Problem to work on >>
Can you write out every row below again, requests included, with each coordinate in the answer points increased by 7 and the sample points left unchanged? Leave the pictures out.

Position annotation rows >>
····················
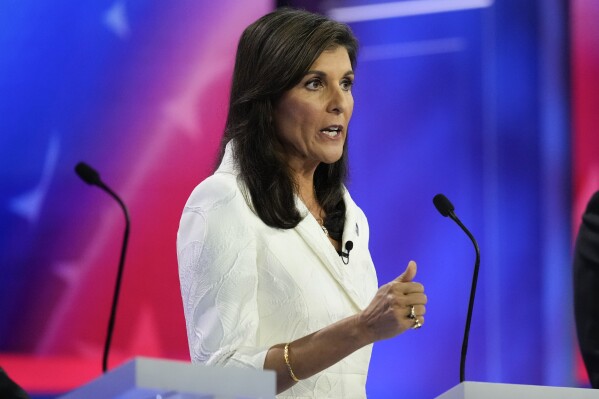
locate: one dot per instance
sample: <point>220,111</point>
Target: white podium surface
<point>485,390</point>
<point>146,378</point>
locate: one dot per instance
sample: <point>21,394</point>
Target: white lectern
<point>484,390</point>
<point>145,378</point>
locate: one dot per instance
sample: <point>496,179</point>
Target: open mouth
<point>332,131</point>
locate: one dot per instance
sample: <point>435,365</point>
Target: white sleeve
<point>218,276</point>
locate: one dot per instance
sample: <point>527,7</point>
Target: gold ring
<point>412,314</point>
<point>417,324</point>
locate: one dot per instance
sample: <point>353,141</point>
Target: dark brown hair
····················
Worked answer >>
locate: one dot per instance
sample: <point>220,111</point>
Target: white podium surface
<point>492,397</point>
<point>153,385</point>
locate: one dot per instance
sample: <point>21,394</point>
Target: white lectern
<point>491,397</point>
<point>152,385</point>
locate: one dot per instance
sample: <point>496,179</point>
Target: open mouth
<point>339,138</point>
locate: one dot per instance
sample: <point>435,365</point>
Target: white sleeve
<point>225,283</point>
locate: one dot per instance
sample: <point>527,7</point>
Target: gold ring
<point>419,321</point>
<point>424,331</point>
locate: one dot per instance
sample: <point>353,141</point>
Target: dark brown hair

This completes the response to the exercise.